▶ Фрагмент текста:
Церковь, прежде всего, пытается защитить себя: текст уточняет, что анафема будет осквернителям и грабителям церквей, а также тем, кто нападет на священника, или дьякона, или любого другого клирика, при котором нет оружия, сиречь щита, меча, кирасы, шлема, и притом просто (simpliciter) идущего или спокойно пребывающего у себя дома. Она защищает и других inermes – крестьян и pauperes, в которых, напомним еще раз, следует видеть тех, кто своими силами не в состоянии защитить свое добро, перечисленное в тексте: барана, быка, осла, корову, козу, козла или свинью.[474]
Вдовы и сироты в тексте не упомянуты. Как и milites. Разве что можно допустить, что на последних не распространяется объявленная защита, потому что они обычно носят оружие, точно перечисленное здесь. Не рассматриваются ни вопросы мира, ни запрет на ношение оружия для кого бы то ни было. Подобный отказ, на который согласились некоторые nobiles на соборе в Нарбонне тридцать три года спустя, тогда приравнивался к покаянию или посту, накладываемым за тяжелый и признанный проступок[475]. Было высказано лишь пожелание, чтобы насилие применяли друг к другу сами насильники, воины. Эти предписания позже повторялись. Много раз! А значит, их почти не соблюдали[476]; действительно, их вновь подтвердили в Нарбонне в 990 г. – против nobiles, совершающих насилия над церковью[477], в Лиможе в 994 г., в Пуатье в 1011 и 1014 гг., используя почти одни и те же слова. Собор в Пуатье был созван герцогом Гильомом и объединил церковных и мирских principes: пять епископов, двенадцать аббатов и светских principes Аквитании[478]. Похоже, этот созыв можно рассматривать как реакцию герцога на церковные инициативы, предпринятые в Шарру. Проведенный там собор, как мы видели, установил религиозные нормы деятельности как мирян, так и клириков. Гильом, видимо, неблагосклонно отнесся к инициативе архиепископа Гомбо, свидетельствующей об утрате герцогом Аквитанским власти в Лимузене и о независимости епископов от светских властей. Созывая ассамблею в Пуатье, Гильом вновь берет дело в свои руки. Он хочет установить светский порядок на основе каролингских капитуляриев, а не религиозных максим. Порядок, который позволил бы ему унаследовать королевскую идеологию. Если этот собор и упоминает решения Шарру, то, похоже, скорее чтобы отменить их, а не затем, чтобы на них опереться. Действительно, теперь решено конфликты передавать на разрешение светским властям – princeps’y или judex’y страны. Тем самым «герцог Аквитанский берет на себя власть, аналогичную власти каролингских королей»[479]. В идеологическом плане. И усваивает королевскую этику, перехватывая тем самым инициативу у епископов из Шарру.

▶ Задание 1:
Определите, согласуются ли утверждения (a), (b) и (c) с отрывком о церковных соборах. Для каждого дайте ответ «да» или «нет» и приведите точную решающую цитату из отрывка.
(a) Вдовы и сироты названы среди тех, кого защищает текст анафемы.
(b) Собор в Пуатье созвал герцог Гильом.
(c) Среди перечисленного добра крестьян упомянута лошадь.
▶ Задание 2:
Пожалуйста, ответьте по отрывку о церковных соборах на вопросы (a), (b) и (c), каждый ответ с новой строки.
(a) Сколько епископов объединил собор в Пуатье?
(b) В каком году предписания подтвердили в Лиможе?
(c) На основе чего Гильом хочет установить светский порядок?

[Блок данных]
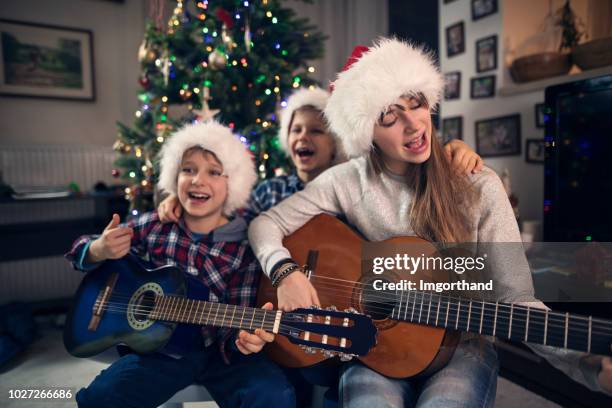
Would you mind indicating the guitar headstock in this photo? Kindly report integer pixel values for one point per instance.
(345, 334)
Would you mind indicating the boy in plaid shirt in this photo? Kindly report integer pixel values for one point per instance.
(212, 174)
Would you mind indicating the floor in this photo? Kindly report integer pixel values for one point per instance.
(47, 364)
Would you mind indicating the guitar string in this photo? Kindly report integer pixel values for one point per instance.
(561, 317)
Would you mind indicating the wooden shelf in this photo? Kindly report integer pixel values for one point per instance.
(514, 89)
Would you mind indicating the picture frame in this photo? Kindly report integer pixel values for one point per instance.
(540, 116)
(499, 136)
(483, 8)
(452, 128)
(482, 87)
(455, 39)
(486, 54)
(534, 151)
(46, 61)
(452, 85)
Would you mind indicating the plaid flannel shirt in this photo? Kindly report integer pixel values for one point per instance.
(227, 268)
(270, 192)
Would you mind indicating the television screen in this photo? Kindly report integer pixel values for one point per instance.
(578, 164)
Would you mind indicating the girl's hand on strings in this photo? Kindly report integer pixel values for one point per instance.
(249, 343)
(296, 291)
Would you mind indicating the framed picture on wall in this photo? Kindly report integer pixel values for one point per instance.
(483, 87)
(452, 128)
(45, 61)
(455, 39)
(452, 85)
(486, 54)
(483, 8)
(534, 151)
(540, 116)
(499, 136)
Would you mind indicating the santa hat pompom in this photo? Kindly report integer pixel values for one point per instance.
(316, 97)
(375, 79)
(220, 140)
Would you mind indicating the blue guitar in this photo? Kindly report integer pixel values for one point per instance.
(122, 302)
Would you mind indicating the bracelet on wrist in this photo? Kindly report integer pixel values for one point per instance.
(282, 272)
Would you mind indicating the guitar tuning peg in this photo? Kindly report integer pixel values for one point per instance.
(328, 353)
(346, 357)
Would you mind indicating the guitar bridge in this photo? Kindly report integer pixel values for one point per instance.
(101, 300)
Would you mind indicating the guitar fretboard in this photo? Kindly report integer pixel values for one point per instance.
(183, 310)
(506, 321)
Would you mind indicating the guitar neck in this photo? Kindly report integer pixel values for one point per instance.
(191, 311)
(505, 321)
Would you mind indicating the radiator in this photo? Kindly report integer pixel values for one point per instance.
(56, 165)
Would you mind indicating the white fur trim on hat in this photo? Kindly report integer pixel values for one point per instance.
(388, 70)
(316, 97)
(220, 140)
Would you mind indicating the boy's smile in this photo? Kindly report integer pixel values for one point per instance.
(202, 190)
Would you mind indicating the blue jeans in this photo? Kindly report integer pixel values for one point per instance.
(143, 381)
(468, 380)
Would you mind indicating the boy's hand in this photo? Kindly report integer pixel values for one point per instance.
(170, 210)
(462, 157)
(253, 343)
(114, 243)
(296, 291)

...

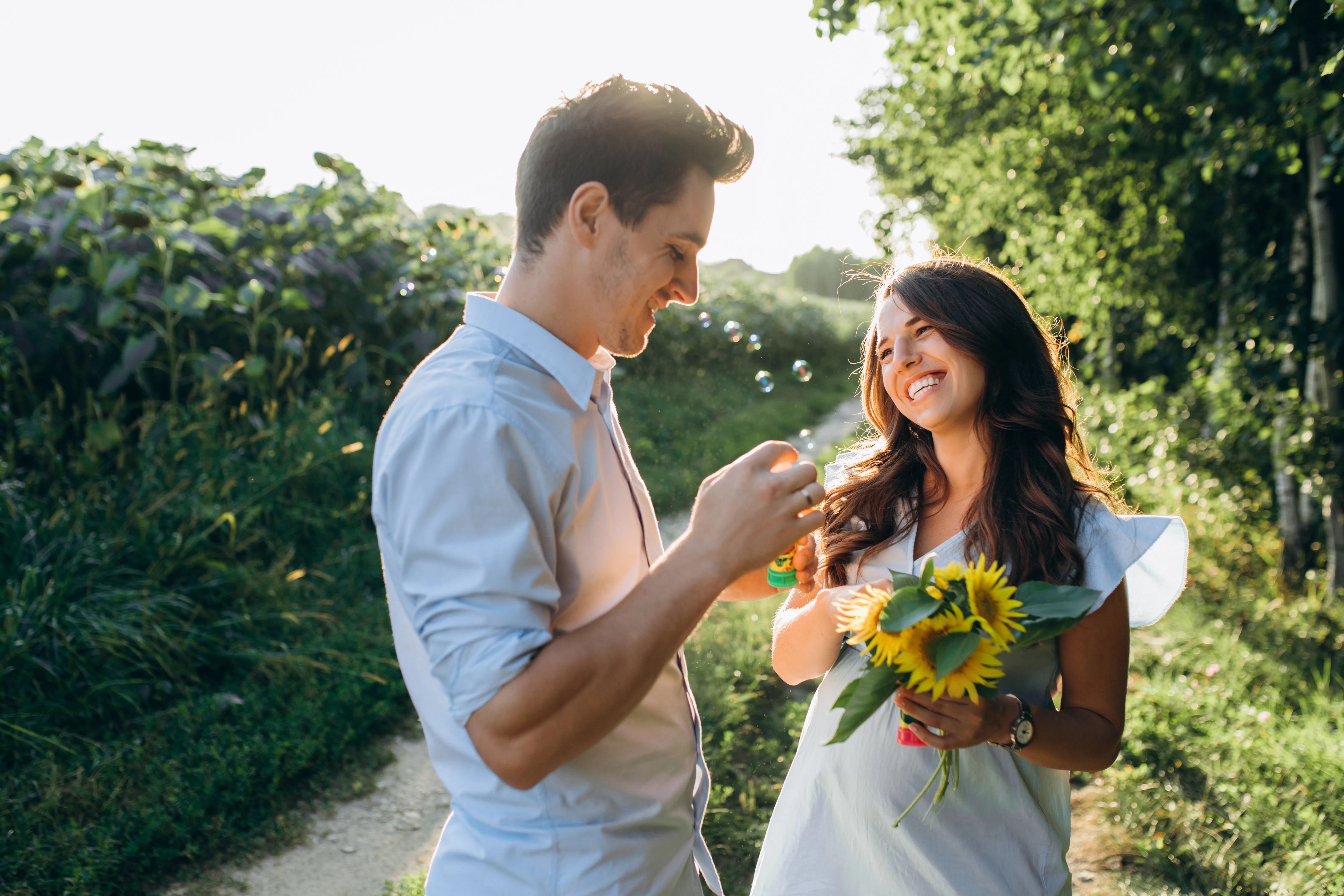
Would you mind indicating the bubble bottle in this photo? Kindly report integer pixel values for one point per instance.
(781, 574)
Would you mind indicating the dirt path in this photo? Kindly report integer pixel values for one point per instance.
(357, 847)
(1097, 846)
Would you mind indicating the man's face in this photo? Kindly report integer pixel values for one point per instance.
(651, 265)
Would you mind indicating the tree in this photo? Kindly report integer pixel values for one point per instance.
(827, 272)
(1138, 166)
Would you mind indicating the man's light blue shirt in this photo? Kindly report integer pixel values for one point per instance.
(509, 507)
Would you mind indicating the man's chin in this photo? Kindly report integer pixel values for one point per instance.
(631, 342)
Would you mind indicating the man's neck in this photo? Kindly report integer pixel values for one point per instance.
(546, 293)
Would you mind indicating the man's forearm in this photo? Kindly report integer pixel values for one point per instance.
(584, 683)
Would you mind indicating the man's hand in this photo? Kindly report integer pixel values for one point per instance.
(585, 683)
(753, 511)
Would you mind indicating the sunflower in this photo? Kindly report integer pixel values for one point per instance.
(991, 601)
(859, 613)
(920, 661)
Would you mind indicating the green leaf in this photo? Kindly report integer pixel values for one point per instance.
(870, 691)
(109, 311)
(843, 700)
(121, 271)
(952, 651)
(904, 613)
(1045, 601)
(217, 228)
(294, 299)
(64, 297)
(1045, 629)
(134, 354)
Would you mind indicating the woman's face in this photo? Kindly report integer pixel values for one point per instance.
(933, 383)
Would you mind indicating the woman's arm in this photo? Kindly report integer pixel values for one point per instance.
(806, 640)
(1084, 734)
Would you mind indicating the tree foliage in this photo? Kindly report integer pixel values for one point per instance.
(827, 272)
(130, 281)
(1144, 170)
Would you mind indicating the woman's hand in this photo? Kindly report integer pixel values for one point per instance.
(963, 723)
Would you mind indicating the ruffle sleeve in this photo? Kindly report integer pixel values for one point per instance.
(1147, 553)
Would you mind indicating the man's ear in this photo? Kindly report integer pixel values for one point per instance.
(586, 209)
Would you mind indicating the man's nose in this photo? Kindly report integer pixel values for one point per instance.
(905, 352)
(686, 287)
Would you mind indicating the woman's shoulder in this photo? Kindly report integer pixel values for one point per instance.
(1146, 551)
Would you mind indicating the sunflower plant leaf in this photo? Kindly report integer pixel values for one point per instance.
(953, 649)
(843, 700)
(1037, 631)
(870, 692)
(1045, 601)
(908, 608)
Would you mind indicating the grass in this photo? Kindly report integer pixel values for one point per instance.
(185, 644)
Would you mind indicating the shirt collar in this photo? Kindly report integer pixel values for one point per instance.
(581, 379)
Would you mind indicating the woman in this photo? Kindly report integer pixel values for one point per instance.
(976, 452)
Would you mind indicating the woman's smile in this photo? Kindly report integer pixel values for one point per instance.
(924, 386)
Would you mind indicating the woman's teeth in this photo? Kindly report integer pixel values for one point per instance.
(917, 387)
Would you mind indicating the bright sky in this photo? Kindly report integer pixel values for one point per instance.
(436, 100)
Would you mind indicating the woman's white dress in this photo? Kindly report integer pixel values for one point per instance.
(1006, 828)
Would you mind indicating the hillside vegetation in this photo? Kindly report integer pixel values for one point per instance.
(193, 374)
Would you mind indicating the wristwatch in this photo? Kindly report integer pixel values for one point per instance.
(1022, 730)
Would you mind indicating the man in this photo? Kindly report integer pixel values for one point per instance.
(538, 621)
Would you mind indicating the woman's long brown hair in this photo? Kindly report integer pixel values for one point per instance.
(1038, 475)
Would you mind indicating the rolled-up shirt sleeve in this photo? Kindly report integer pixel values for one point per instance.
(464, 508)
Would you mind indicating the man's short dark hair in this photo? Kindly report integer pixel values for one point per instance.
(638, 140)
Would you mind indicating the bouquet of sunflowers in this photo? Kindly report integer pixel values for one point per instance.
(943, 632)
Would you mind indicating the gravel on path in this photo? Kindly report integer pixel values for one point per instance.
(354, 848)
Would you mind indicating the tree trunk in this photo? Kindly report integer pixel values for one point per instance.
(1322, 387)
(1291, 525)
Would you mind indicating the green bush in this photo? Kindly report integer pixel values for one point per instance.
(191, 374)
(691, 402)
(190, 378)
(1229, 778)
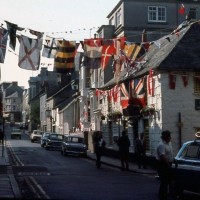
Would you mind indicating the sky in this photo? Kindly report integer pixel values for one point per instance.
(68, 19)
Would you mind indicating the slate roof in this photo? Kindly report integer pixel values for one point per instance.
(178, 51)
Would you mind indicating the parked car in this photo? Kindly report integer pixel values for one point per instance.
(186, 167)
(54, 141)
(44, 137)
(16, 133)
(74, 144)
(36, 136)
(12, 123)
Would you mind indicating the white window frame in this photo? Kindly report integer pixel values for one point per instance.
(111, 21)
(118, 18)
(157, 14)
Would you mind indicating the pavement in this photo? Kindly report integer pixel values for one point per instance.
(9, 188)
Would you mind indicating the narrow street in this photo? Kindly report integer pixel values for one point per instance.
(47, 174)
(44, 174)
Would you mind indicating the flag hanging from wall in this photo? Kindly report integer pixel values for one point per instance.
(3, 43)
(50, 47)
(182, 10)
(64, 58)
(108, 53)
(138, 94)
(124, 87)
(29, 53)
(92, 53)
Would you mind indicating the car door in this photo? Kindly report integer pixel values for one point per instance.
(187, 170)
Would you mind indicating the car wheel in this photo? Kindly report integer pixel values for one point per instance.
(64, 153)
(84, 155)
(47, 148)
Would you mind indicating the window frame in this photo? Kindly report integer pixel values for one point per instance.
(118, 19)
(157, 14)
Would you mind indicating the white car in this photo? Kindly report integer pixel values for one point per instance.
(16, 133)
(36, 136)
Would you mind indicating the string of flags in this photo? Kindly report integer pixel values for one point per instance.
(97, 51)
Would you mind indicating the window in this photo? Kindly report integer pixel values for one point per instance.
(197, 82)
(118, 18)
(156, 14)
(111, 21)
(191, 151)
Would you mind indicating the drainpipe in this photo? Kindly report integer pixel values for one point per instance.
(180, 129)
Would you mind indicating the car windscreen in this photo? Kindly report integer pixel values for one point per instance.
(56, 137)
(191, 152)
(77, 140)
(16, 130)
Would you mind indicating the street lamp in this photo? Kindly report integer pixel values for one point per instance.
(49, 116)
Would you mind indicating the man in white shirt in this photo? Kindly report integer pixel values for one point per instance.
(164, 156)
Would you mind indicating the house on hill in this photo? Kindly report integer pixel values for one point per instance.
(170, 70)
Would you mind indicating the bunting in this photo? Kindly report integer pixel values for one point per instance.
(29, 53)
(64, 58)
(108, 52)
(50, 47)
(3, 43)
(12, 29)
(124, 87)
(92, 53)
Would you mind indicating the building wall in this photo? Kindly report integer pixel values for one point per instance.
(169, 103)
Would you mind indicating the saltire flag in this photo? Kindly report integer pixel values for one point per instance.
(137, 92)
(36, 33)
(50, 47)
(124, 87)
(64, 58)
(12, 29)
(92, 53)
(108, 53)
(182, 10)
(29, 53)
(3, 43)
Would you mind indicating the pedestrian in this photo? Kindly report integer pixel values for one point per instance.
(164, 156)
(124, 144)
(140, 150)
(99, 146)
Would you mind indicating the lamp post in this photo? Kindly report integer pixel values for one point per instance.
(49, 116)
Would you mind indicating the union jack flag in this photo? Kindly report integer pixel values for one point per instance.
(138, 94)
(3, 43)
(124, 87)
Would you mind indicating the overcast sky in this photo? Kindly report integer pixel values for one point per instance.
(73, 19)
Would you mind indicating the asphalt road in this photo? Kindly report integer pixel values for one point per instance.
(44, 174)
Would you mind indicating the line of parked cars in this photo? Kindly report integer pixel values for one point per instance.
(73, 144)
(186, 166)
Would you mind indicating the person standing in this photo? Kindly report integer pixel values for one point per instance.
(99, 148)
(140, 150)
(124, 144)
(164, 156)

▶ Ответ 1:
(a) Нет: «Вдовы и сироты в тексте не упомянуты.»
(b) Да: «Собор в Пуатье был созван герцогом Гильомом»
(c) Нет: «барана, быка, осла, корову, козу, козла или свинью»

▶ Ответ 2:
(a) Пять епископов.
(b) В 994 г.
(c) На основе каролингских капитуляриев, а не религиозных максим.